Another issue that anglers should be aware of is biosecurity. How many of us clean our tackle after each visit? Nets, waders and clothing can harbour seeds and pathogens which may be present in one water course but are not in another. Thorough disinfection of nets and waders after each visit is a habit which will help us to preserve the fantastic fisheries that we have.
For more information on how you can help, please contact the River Annan Trust:
The River Annan Trust (RAT) was set up in August 2010 to continue to improve and protect the rivers environment, engage in research towards better management of the resource, generate sustainable access to the river and to educate the general public on the importance of the river.
Whilst the trust is one of the newest river trusts in Scotland, it is in the fortunate position that it is able to build upon a wealth of work carried out by the River Annan District Salmon Fisheries Board. The Trust is currently actively involved in a number of projects some of which are listed below.
The removal of problem non native species has been funded by a number of organisations including Leader ERDF funds, SEPA, Patterson's Quarries, Scottish Government, RADSFB and Shanks Waste Solutions and SNH. Invasive non-native species pose a threat to the ecology of the river and tackling them is best done on a catchment scale, exactly the scale that a river trust operates on.
We are currently involved on the eradication of Japanese knotweed, the eradication of giant hogweed, the control of Himalayan balsam and the control of North American mink. This project has been very successful with an 80% reduction in the amount of Japanese knotweed in the catchment and reduced area of infestation, the treatment of all of the known giant hogweed stands and the eradication of North American mink in the top section of the river.
To continue the success of this programme we still require more information from anglers about the whereabouts of new untreated stands of knotweed, balsam and giant hogweed, please look at the invasive species page on this website for further identification features and information. We also require more information about mink, the Trust is taking a strategic approach to their removal and is working from the top of the river south. Each year we have to go over the ground that we have already covered to ensure that they are still absent and any that are seen by anglers should be reported to the Trust.

▶ **What this task involves**
Duplicate the passage on the River Annan Trust from "The removal of" up to and including "trust operates on.". The material that follows was taken from a different source than the text.

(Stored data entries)
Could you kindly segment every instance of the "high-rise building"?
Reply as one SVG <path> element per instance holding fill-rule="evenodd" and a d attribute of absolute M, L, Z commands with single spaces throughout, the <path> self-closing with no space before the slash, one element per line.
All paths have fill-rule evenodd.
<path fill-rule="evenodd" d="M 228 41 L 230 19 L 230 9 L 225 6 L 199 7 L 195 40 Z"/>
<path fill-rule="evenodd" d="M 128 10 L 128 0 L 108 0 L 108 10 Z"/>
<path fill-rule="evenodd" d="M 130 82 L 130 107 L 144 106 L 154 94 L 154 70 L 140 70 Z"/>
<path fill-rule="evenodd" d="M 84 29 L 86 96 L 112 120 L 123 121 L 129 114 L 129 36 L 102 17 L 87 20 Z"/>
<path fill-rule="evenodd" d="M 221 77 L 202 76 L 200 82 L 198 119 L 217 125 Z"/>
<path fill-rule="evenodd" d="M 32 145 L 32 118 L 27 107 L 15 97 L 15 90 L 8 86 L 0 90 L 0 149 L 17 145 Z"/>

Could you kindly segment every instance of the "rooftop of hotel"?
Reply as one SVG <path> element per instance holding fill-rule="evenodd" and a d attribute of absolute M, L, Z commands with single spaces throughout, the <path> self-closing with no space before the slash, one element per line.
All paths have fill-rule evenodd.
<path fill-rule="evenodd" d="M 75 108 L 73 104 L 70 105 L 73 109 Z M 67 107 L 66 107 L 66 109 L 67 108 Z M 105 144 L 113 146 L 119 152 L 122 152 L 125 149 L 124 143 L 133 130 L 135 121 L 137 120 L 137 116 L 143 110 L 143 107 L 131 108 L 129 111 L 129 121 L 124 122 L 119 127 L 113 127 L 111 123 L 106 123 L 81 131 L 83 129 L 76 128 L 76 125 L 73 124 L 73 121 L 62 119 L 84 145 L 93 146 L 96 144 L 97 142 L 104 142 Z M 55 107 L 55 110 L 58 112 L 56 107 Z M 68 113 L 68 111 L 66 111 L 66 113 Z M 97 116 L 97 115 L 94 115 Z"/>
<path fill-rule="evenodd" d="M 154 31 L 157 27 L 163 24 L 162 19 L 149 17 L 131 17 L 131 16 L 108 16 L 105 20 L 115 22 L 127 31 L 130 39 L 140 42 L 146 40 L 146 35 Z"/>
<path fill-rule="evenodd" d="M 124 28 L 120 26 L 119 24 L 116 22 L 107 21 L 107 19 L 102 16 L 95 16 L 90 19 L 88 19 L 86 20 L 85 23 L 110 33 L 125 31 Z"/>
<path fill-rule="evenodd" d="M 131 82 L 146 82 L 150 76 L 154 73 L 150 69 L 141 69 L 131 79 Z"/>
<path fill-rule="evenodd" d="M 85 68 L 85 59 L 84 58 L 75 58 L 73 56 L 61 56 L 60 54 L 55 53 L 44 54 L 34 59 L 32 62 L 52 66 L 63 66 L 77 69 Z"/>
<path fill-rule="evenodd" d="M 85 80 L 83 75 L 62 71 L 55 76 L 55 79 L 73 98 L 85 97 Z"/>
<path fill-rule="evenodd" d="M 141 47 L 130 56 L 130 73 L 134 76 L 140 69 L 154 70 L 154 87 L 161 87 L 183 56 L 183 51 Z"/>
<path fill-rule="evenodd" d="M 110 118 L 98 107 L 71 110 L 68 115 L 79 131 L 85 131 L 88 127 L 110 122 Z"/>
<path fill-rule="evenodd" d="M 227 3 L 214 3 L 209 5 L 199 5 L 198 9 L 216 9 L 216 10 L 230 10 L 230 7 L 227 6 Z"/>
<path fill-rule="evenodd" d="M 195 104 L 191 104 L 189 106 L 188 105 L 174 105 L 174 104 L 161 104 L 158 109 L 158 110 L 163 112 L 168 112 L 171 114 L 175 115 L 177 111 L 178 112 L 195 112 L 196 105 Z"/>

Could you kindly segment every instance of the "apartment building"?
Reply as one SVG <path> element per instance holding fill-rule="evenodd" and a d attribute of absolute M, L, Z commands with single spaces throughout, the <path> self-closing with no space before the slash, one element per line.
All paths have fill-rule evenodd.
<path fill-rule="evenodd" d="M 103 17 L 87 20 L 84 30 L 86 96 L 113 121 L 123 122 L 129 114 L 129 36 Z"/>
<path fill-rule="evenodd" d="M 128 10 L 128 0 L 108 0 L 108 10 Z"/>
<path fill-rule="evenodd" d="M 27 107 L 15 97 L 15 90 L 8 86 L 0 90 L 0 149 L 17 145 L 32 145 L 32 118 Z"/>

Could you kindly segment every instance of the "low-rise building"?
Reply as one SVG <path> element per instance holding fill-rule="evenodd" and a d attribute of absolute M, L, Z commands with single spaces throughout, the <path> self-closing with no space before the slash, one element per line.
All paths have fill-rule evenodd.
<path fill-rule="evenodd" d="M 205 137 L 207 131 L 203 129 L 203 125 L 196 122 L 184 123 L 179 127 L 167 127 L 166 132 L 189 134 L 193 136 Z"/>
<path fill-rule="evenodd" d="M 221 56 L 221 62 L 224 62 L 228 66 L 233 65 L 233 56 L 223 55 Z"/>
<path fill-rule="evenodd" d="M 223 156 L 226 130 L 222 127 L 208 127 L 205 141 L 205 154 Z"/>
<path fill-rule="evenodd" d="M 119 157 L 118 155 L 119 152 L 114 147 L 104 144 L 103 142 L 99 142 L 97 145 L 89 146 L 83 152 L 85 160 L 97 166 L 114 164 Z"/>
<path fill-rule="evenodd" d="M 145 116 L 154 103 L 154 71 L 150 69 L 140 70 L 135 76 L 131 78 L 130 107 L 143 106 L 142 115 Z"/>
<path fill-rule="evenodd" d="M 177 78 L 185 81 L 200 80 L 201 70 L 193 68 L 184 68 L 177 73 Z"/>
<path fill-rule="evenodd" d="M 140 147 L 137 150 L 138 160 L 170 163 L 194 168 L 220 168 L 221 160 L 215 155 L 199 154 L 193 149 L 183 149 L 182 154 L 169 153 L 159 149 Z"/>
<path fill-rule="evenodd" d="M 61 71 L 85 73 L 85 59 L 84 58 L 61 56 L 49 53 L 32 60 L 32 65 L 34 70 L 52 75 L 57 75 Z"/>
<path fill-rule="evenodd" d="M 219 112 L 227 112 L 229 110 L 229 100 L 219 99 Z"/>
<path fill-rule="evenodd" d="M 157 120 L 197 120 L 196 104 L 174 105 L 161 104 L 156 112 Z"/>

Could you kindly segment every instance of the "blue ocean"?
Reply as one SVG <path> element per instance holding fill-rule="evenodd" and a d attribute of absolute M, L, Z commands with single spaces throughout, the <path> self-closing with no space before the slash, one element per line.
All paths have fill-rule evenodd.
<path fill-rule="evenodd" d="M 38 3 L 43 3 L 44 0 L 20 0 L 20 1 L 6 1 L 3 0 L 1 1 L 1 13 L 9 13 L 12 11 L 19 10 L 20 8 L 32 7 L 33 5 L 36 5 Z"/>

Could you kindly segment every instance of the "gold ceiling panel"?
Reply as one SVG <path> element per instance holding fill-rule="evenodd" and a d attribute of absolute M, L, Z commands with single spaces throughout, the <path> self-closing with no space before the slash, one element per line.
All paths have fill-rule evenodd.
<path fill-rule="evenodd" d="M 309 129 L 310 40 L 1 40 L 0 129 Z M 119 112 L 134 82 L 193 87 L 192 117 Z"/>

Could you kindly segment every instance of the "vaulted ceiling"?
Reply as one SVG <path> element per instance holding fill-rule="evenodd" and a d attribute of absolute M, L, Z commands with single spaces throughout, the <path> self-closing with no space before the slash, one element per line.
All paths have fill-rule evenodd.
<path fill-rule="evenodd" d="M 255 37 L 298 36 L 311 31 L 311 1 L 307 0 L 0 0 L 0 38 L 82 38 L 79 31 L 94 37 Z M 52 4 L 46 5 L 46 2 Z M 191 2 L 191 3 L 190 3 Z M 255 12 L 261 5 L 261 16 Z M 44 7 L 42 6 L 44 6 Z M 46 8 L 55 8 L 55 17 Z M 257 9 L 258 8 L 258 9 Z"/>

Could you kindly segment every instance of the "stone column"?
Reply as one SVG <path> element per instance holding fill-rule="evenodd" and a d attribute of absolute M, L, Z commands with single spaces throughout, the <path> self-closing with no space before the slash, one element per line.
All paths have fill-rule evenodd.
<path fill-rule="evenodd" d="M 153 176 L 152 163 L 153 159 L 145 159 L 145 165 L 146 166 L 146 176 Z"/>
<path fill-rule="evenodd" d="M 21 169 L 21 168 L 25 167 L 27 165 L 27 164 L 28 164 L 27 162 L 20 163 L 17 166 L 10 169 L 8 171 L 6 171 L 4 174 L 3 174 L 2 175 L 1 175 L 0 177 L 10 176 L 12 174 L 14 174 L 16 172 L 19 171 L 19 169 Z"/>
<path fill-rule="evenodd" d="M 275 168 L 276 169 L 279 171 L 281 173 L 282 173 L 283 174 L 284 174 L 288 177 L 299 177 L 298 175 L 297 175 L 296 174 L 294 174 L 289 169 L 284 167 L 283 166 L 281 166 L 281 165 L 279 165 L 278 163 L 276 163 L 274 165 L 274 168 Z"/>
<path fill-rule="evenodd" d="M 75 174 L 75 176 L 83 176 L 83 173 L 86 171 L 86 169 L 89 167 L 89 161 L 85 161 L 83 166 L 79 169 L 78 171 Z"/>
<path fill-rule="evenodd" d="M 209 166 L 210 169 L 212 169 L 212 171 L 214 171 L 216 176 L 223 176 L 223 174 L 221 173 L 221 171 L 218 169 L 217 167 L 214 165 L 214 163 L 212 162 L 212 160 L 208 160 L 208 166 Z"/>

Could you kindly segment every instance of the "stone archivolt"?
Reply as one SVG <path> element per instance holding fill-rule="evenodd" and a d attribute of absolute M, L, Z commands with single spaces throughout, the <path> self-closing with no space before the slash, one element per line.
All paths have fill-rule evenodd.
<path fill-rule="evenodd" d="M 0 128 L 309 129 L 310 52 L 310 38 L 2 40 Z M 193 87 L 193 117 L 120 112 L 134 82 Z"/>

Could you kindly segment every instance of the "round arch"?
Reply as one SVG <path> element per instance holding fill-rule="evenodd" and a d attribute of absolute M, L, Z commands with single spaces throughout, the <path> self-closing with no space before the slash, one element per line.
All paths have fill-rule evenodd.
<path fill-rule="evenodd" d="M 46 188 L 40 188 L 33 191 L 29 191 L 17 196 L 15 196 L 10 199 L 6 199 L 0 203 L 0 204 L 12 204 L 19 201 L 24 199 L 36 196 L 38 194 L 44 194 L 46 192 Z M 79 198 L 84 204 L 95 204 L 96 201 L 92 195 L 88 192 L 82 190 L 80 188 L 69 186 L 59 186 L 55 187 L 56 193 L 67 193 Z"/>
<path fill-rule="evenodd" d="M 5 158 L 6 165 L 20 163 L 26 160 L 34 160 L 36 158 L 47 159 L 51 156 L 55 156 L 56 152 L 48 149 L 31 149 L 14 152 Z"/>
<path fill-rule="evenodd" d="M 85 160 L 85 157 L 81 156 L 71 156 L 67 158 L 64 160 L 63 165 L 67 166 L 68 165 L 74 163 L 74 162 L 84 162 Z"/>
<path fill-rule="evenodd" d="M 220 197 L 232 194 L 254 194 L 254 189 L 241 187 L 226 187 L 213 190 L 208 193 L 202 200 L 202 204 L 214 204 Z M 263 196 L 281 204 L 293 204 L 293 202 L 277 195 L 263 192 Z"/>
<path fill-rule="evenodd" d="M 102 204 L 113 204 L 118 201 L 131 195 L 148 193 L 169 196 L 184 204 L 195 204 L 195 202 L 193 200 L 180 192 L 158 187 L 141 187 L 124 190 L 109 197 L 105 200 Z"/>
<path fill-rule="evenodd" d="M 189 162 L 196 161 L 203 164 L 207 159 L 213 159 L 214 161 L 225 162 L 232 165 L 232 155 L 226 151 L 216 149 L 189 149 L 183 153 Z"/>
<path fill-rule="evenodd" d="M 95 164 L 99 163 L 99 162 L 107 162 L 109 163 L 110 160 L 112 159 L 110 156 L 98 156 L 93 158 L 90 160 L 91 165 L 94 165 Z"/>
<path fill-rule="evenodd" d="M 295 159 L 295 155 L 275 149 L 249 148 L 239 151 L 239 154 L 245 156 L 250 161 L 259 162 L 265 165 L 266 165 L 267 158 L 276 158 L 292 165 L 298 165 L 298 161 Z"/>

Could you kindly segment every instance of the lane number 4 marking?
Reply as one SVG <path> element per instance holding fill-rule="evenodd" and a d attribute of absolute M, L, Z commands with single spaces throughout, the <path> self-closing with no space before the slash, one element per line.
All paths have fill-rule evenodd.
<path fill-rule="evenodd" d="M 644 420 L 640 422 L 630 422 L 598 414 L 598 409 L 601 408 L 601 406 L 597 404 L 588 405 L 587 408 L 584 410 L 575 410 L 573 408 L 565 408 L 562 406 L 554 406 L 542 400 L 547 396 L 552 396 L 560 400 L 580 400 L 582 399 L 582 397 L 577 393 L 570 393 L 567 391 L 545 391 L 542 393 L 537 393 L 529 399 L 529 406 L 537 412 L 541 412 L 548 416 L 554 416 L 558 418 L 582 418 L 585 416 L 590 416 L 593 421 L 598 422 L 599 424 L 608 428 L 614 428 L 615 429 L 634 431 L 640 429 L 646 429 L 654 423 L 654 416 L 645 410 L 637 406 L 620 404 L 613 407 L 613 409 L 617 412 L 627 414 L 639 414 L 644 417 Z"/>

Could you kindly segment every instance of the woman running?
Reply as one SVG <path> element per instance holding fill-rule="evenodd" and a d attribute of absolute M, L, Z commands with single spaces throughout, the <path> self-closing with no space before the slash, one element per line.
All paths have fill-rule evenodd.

▶ **Response to this exercise**
The removal of problem non native species has been funded by a number of organisations including Leader ERDF funds, SEPA, Patterson's Quarries, Scottish Government, RADSFB and Shanks Waste Solutions and SNH. Invasive non-native species pose a threat to the ecology of the river and tackling them is best done on a catchment scale, exactly the scale that a river trust operates on.